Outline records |
========================================
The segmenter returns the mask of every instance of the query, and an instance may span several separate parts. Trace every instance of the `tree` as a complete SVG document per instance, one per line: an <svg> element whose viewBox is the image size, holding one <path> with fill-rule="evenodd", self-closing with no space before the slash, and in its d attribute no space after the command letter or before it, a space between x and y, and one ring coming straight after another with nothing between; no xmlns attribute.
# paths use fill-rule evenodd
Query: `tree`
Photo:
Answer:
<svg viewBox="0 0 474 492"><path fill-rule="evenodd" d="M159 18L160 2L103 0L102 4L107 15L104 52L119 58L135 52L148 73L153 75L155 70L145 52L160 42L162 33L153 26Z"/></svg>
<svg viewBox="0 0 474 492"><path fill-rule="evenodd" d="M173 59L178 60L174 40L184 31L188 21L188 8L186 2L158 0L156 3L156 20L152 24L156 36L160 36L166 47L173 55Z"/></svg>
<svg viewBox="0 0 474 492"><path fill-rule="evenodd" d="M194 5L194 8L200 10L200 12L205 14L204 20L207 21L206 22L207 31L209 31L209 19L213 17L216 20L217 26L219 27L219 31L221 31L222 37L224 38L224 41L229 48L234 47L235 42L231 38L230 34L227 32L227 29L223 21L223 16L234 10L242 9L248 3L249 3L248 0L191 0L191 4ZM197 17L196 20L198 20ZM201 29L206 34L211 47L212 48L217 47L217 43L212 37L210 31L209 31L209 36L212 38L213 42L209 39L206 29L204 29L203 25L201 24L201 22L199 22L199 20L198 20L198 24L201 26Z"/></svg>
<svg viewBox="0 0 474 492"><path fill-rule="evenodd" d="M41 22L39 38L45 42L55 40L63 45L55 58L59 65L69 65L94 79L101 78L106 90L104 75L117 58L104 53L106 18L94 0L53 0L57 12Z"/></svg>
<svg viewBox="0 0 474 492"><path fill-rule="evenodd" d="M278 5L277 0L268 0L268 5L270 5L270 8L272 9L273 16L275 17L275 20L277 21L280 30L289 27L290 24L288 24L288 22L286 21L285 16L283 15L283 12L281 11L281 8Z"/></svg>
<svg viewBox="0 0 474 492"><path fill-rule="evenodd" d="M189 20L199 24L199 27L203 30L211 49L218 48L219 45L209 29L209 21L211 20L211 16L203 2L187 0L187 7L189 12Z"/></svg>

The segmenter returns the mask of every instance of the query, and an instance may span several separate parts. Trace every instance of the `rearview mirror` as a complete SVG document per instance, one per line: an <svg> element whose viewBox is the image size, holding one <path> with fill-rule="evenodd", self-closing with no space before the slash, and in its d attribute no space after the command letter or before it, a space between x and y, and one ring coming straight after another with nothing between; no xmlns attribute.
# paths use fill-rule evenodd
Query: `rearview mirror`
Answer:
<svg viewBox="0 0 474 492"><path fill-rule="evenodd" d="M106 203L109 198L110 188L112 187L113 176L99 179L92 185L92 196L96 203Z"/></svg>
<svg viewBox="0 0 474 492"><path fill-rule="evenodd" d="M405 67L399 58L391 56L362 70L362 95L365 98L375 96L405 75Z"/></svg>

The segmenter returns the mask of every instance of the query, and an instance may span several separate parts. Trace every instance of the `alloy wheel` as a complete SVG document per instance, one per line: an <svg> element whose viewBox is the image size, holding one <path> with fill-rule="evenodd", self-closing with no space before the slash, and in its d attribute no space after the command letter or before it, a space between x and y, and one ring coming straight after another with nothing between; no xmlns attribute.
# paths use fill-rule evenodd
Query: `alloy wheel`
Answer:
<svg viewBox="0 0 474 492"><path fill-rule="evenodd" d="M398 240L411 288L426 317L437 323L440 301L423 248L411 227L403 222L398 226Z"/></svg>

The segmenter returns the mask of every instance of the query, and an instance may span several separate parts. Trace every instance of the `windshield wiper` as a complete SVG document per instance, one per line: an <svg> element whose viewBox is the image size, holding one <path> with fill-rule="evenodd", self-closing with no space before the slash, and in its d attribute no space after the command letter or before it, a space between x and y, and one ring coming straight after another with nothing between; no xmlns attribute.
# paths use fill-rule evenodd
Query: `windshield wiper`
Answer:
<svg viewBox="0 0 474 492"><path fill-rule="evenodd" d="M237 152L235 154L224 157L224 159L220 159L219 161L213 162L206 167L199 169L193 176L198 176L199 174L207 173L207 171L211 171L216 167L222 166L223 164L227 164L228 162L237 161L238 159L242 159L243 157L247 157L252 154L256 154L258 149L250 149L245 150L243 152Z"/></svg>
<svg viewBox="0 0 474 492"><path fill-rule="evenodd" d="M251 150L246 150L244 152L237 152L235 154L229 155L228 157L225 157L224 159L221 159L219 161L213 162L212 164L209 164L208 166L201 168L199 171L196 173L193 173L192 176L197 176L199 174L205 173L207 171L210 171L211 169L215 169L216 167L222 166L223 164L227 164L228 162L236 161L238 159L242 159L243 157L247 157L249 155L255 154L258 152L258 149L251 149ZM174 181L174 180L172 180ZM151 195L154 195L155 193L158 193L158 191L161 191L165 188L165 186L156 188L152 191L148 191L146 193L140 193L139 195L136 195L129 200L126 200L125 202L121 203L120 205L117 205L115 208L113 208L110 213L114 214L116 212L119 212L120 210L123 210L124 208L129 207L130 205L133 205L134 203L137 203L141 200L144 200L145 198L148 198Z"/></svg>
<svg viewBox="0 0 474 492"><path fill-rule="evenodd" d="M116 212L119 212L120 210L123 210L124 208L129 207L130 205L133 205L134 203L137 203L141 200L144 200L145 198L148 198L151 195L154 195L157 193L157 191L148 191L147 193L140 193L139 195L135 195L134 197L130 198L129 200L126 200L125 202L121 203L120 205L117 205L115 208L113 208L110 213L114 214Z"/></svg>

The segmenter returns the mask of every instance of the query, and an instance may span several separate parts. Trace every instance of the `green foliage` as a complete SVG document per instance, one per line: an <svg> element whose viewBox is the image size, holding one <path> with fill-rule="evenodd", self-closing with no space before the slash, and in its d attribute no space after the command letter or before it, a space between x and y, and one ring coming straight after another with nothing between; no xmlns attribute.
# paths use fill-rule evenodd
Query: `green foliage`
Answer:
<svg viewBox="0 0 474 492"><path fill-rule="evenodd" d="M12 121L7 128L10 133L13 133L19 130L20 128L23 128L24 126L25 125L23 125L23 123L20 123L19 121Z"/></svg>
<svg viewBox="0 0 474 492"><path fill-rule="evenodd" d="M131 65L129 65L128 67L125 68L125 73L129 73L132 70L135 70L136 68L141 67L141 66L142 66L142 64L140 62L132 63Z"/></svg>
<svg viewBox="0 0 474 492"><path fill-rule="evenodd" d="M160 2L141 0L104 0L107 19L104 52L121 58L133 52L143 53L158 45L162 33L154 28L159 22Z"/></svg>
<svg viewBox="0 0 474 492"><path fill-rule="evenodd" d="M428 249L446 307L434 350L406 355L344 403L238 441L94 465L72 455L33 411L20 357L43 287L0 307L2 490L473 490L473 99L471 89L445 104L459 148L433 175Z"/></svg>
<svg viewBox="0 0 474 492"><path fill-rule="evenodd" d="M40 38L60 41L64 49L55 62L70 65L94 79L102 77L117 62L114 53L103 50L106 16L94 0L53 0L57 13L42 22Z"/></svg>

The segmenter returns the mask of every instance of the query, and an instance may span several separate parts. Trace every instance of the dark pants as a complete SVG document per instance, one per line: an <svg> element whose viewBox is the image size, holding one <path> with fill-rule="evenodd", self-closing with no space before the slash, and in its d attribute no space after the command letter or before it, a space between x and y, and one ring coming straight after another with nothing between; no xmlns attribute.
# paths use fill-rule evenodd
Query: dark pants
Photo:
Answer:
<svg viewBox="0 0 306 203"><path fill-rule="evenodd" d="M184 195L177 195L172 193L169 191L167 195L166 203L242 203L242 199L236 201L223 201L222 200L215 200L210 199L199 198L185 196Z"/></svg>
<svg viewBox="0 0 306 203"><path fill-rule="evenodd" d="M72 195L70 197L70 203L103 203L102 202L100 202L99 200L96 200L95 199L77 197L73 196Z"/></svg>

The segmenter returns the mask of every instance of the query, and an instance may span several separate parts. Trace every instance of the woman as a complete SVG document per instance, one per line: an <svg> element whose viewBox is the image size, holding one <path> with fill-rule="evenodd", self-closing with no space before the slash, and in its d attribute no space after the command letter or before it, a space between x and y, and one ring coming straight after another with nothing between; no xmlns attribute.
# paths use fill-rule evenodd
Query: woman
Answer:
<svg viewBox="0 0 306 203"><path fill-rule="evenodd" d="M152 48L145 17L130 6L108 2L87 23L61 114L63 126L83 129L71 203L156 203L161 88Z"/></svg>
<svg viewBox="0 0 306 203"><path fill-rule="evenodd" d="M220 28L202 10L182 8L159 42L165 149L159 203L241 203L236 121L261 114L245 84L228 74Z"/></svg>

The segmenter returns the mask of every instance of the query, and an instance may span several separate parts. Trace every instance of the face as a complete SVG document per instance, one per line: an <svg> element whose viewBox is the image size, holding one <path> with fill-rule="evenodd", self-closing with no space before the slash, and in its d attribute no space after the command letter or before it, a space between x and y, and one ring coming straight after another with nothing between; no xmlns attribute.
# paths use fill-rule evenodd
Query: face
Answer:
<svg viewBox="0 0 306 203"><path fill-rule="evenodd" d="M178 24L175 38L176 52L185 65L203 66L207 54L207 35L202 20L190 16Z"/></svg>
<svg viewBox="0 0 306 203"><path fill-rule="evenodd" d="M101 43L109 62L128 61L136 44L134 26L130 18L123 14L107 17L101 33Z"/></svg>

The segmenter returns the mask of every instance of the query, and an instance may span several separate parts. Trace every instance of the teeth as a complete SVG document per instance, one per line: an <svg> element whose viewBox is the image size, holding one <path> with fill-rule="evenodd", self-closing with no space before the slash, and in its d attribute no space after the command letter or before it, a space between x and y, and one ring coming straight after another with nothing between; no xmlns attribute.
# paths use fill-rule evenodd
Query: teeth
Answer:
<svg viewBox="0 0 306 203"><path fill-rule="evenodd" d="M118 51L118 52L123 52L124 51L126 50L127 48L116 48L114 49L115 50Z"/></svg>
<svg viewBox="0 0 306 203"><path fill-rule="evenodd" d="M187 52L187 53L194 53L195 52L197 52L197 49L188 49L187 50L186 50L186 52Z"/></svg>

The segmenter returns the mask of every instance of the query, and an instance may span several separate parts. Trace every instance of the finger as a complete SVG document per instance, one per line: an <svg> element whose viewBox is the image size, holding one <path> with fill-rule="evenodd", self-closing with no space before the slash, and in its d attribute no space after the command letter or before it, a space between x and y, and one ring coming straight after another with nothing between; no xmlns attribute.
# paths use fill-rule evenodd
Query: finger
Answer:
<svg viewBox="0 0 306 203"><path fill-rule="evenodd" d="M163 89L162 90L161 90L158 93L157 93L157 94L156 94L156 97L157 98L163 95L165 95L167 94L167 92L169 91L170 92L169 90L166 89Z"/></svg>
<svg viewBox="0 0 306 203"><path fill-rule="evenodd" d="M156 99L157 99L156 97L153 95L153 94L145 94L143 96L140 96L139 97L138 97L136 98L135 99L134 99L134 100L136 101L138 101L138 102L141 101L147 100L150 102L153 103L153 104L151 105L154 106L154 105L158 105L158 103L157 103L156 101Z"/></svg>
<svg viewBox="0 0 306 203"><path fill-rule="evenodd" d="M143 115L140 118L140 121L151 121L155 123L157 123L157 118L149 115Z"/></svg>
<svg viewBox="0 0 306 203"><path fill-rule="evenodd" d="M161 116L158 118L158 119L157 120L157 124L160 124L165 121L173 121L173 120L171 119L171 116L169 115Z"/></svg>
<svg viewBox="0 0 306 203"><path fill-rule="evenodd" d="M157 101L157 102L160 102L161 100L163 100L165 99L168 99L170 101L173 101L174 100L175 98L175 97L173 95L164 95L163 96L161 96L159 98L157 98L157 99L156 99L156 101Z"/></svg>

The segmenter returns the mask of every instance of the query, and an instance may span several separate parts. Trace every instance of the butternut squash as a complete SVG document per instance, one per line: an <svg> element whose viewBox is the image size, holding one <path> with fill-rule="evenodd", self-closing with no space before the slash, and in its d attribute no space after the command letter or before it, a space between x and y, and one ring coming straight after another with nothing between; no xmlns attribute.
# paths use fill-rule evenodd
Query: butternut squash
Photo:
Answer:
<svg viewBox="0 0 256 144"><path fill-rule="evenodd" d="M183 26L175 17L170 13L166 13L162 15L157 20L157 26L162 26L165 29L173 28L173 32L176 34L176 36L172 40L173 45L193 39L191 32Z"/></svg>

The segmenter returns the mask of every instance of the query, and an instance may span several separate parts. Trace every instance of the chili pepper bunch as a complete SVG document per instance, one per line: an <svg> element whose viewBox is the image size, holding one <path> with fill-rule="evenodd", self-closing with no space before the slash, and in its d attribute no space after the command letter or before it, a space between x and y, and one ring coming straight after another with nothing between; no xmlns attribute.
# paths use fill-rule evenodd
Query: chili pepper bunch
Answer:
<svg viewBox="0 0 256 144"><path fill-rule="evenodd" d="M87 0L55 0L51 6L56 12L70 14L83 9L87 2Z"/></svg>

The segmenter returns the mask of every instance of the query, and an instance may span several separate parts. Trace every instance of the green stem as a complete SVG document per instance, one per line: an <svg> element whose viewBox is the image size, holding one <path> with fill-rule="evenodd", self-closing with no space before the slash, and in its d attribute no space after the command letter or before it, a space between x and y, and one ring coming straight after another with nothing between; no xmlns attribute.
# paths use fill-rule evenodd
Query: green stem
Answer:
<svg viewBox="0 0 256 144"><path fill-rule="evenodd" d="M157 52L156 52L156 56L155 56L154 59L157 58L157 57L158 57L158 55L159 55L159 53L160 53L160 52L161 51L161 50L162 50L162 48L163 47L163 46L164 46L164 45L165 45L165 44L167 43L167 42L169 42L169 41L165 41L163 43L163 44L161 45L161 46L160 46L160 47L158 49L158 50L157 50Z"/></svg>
========================================
What you need to do |
Switch "woman" to "person" in the part of the records that opens with the line containing "of the woman" and closes with the line containing "28L202 10L182 8L159". Return only that part, with everything else left unchanged.

Completed task |
The segmenter returns the mask of every instance of the query, and an instance may span several separate parts. Trace every instance of the person as a complete SVG document per instance, one per line: an <svg> element whose viewBox is the image size, holding one <path> with fill-rule="evenodd", self-closing with no space before the slash, and in its d attribute no space after the command letter or before it, a space between x and y, and one ring coming straight after another with nothing between; no xmlns attribute.
# paths use fill-rule evenodd
Query: person
Answer:
<svg viewBox="0 0 306 203"><path fill-rule="evenodd" d="M152 48L145 17L130 6L108 2L87 23L61 114L63 126L83 129L71 203L156 203L161 88Z"/></svg>
<svg viewBox="0 0 306 203"><path fill-rule="evenodd" d="M220 28L202 10L182 8L159 42L165 149L159 203L241 203L236 121L261 114L245 84L228 74Z"/></svg>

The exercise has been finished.